#### [What is being asked]
Rewrite everything in the data from the line containing "Thank you for the photo. Could you please identify the wispy" down to the end, putting "far-off peak" in place of "distant mountain" and leaving all else unchanged.

#### [Data provided]
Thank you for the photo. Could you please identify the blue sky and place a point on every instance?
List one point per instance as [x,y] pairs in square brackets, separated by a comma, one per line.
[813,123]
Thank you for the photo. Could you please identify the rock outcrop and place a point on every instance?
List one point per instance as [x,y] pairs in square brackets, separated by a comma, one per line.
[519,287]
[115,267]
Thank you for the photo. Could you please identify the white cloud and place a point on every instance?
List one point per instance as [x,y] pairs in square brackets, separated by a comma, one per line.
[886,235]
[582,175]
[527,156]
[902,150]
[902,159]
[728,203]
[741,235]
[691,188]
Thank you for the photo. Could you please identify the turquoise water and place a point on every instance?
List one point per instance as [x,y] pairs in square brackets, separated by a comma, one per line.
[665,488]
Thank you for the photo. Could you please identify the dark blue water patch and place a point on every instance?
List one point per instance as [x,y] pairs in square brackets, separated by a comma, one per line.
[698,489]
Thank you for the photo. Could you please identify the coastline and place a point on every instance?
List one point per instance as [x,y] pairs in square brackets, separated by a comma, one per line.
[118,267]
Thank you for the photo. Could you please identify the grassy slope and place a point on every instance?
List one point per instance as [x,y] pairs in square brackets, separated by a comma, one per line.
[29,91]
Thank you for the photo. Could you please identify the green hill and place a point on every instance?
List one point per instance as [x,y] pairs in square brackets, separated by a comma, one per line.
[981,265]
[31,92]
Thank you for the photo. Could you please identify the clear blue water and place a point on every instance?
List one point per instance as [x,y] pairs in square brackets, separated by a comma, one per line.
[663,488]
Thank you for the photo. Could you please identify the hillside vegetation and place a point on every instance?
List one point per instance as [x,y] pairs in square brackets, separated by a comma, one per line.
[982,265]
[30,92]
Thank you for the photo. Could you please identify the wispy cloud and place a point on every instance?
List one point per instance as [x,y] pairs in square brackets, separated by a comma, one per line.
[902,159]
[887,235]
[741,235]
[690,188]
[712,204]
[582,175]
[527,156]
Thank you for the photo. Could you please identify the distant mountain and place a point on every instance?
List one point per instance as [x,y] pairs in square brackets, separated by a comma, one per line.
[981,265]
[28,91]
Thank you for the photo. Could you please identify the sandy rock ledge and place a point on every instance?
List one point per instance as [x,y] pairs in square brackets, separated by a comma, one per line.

#### [Reply to the exercise]
Thank you for the photo. Could you please identify the wispy cloud and place a point on every instance?
List one point per instance as [x,y] pairs in square brackets, separated by a comma, one per line.
[902,159]
[887,235]
[741,235]
[690,188]
[712,204]
[582,175]
[527,156]
Thank you for the photo. Could you please identify the far-off peak and place a point on every instance?
List one point per instance as [x,y] pairs in square brackets, separated by a comma, one per line.
[981,265]
[28,91]
Thank you for the photo. Could you please identify the sandy rock ledge and place a point on every instance?
List one point per instance as [x,y] pairs in square brackets, separated by a comma, one per line.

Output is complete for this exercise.